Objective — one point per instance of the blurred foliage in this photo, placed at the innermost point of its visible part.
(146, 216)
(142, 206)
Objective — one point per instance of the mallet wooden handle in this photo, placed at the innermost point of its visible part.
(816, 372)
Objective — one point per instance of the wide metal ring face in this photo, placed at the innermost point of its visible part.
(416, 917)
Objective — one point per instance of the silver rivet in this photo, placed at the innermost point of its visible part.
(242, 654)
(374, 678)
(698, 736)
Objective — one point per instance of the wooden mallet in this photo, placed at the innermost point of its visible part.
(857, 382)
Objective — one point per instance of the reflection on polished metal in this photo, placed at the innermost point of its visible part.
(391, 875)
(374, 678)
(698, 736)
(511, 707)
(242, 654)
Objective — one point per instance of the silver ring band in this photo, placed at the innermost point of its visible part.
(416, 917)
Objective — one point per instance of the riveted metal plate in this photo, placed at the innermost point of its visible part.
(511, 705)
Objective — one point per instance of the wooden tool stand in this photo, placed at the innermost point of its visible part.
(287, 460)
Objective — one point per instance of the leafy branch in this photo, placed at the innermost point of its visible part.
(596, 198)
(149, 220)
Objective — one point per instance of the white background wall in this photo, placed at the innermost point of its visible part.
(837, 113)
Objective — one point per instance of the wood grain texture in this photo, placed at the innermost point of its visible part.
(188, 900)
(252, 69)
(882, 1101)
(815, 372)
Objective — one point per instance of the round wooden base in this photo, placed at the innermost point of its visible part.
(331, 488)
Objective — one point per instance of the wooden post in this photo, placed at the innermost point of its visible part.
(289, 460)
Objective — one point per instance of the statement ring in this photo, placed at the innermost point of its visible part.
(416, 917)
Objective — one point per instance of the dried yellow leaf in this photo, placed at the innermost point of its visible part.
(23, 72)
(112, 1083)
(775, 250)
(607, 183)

================================

* EXERCISE PROMPT: Lay out every line of the records above as a JSON list of strings, one string per line, leaving out any blank lines.

* RESULT FOR THIS TASK:
[
  "Objective — one point per instance of the blurred foliage in this photo, placed at the innermost point of its visible part.",
  "(146, 216)",
  "(142, 206)",
  "Objective — one point per instance of the mallet wooden handle in this photo, placed at the innermost point of its visible part.",
  "(816, 372)",
  "Objective — one point per instance of the wide metal ring face in this photo, placed at the innermost point of its visible part.",
  "(416, 917)",
  "Objective — one point per instance of the silver rivet in this photo, placed at the innermost point of its visible part.",
  "(242, 654)",
  "(374, 678)",
  "(698, 736)",
  "Objective — one point per instance of the wooden mallet in this photo, placed at the innermost point of its visible part.",
  "(857, 382)",
  "Objective — one point per instance of the reflection on polished metal in this photo, placed at the innermost point of its visible part.",
  "(391, 875)",
  "(374, 678)",
  "(698, 736)",
  "(511, 707)",
  "(242, 654)",
  "Objective — one point per instance of the silver ring band in this photo, placed at the innermost point of its visible part.",
  "(416, 917)",
  "Objective — one point per instance of the riveted metal plate in this photo, placed at the innermost point of its visible part.",
  "(511, 705)",
  "Objective — one point per instance of the wooden tool stand in this photo, placed at the innermost point of its visible part.",
  "(287, 460)",
  "Objective — one point per instance of the leafy branch in this photo, placed at the innermost point of its visible part.",
  "(596, 198)",
  "(149, 220)",
  "Objective — one point per instance of the white background wall in this photo, placed at the innermost point of its visible part.",
  "(837, 113)",
  "Objective — one point per instance of the wood grain texture in this photo, placed at the innermost point of its visible part.",
  "(188, 900)",
  "(252, 69)",
  "(882, 1101)",
  "(815, 372)",
  "Objective — one point per instance of the round wooden base in this photo, placed at the innermost point of its visible part.",
  "(331, 488)",
  "Objective — one point per instance of the wooden post in this photo, placed at the innermost point of its visible part.",
  "(289, 460)",
  "Objective — one point per instance of the statement ring in this photo, placed at the innermost point of its visible part.",
  "(416, 917)",
  "Objective — one point per instance of the dried yellow leaf in this photo, placed at the innermost point of its visible part.",
  "(23, 72)",
  "(112, 1083)",
  "(775, 250)",
  "(607, 183)"
]